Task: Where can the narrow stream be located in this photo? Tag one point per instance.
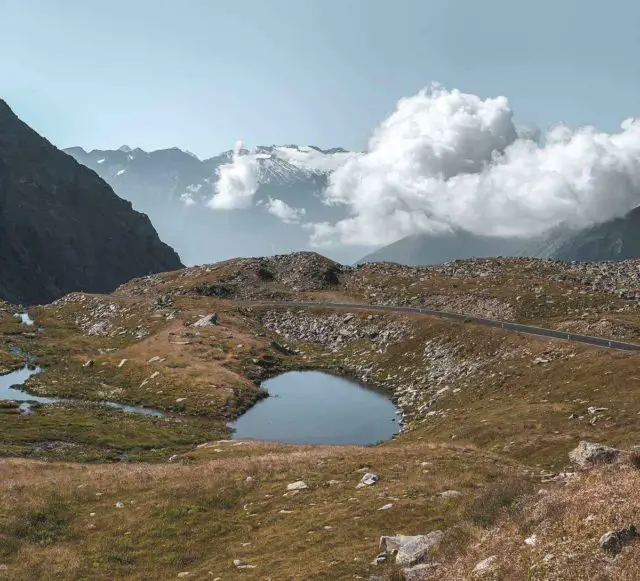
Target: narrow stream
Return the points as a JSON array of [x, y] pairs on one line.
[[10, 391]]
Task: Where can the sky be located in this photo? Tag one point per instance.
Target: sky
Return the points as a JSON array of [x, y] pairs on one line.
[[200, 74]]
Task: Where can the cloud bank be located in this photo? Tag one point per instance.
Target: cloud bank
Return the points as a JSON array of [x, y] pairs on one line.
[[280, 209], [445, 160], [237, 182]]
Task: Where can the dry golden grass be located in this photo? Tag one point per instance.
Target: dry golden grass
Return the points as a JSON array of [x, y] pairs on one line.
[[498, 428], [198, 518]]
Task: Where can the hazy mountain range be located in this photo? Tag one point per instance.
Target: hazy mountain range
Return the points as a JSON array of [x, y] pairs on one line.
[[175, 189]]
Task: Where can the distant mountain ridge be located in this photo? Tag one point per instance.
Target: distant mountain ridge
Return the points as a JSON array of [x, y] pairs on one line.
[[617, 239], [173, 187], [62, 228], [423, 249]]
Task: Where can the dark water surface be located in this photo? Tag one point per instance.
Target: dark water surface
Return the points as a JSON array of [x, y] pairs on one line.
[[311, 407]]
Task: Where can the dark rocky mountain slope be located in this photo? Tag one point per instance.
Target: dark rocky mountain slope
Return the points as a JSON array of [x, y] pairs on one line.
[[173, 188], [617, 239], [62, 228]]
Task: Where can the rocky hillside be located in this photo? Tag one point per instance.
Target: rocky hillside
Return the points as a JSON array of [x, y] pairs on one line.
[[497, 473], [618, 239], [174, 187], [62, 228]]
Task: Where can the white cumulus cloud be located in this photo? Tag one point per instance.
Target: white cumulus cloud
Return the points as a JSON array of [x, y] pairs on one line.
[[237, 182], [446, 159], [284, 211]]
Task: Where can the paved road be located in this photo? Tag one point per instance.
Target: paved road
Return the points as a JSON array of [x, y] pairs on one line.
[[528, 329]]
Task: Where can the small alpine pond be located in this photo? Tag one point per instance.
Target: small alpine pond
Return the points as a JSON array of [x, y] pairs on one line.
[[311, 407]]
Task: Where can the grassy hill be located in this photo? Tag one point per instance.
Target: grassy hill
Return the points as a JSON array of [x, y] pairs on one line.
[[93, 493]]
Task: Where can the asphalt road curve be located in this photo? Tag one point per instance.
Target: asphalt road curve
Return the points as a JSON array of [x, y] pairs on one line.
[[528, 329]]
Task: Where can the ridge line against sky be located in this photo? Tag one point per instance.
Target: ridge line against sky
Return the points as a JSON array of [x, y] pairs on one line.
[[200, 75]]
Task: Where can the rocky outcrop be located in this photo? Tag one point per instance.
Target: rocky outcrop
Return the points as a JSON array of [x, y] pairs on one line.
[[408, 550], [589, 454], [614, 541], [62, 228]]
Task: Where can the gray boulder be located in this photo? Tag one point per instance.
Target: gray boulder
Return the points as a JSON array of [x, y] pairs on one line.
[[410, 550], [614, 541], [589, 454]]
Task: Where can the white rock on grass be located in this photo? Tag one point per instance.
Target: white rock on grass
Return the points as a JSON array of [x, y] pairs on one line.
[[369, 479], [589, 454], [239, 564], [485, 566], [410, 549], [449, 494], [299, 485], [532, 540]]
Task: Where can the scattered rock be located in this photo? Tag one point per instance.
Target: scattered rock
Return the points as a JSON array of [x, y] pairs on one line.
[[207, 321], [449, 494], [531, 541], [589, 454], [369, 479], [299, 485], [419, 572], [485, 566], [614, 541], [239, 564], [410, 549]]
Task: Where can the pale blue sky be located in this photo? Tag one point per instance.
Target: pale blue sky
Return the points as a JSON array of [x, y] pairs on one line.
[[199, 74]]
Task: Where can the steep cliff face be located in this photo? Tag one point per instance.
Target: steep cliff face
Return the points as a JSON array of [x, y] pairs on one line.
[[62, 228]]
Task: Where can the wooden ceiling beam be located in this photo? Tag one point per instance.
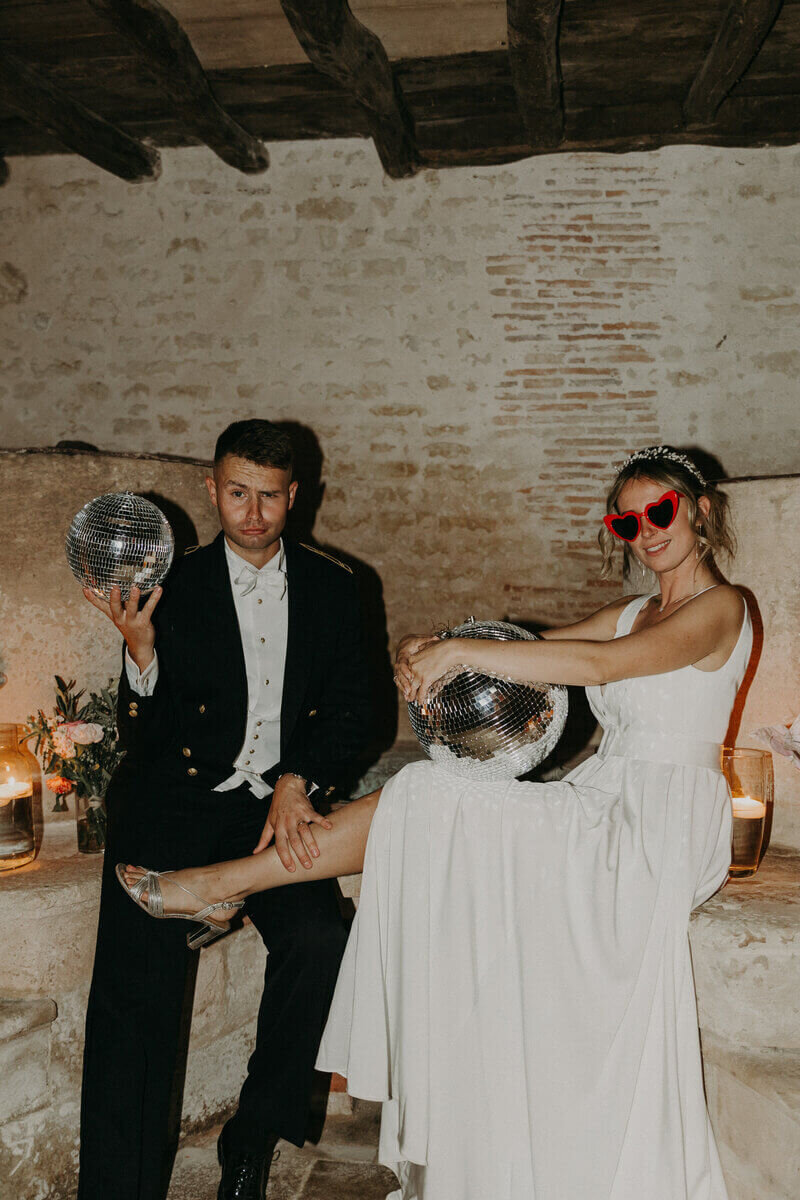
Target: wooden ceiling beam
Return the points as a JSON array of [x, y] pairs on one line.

----

Copy out the lines above exactly, everything from the one containing "Task: Where can the rocky hillside" down to the one containing "[[497, 473], [618, 239], [174, 187], [62, 228]]", both included.

CORRECT RESPONSE:
Task: Where can the rocky hillside be located in this photo? Tag one point per instance.
Target: rocky hillside
Return the points as a JSON array of [x, y] pairs on one line.
[[497, 473], [618, 239], [174, 187], [62, 228]]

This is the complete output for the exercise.